Task instructions: Print every line of the listing below word for word, with nothing changed, added, or left out.

* * *

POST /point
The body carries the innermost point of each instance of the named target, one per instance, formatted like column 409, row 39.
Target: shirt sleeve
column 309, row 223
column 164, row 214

* * *

Full answer:
POST /point
The body carries the innermost point of each instance of the named target, one per instance, formatted like column 409, row 39.
Target: shirt sleeve
column 309, row 223
column 164, row 214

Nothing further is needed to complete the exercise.